> EXERCISE REQUIREMENTS
Return every one of the items below word for word, keeping each line unchanged and in its original order.
-- Begin SOURCE DATA --
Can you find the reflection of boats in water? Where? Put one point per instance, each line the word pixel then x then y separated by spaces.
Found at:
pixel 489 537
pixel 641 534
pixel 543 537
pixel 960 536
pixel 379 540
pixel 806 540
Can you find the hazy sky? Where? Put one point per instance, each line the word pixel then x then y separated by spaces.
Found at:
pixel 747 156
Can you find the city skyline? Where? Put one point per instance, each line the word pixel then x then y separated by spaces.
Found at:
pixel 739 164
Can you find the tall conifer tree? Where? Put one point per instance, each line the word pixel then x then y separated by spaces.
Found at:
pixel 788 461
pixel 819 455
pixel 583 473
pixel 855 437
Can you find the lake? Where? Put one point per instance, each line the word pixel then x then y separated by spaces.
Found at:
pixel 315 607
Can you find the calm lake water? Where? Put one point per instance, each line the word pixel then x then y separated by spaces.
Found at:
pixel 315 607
-- End SOURCE DATA --
> TASK SOLUTION
Can you find the reflection of boats in water? Where? Put one point per instance, each line the word pixel then x then y separated by spaces.
Found at:
pixel 489 537
pixel 641 534
pixel 543 537
pixel 960 536
pixel 379 540
pixel 806 540
Can you find the hazy sky? Where? Put one point per instance, each line the word pixel then x then y separated by spaces.
Found at:
pixel 747 156
Can you find the city skyline? Where? Put one point per instance, each line the word pixel then x then y separated by spaces.
Found at:
pixel 739 164
Can you find the tall conifer tree? Where? Put one point per instance, each line the word pixel then x then y separated by spaces.
Found at:
pixel 788 461
pixel 819 455
pixel 583 473
pixel 855 437
Can you find the lake? Where? Put one point per instance, each line the word pixel then x then y separated by spaces.
Found at:
pixel 315 607
Can you find the calm lake water? Where? Put one point per instance, each line the word pixel then x then y separated by spaces.
Found at:
pixel 315 607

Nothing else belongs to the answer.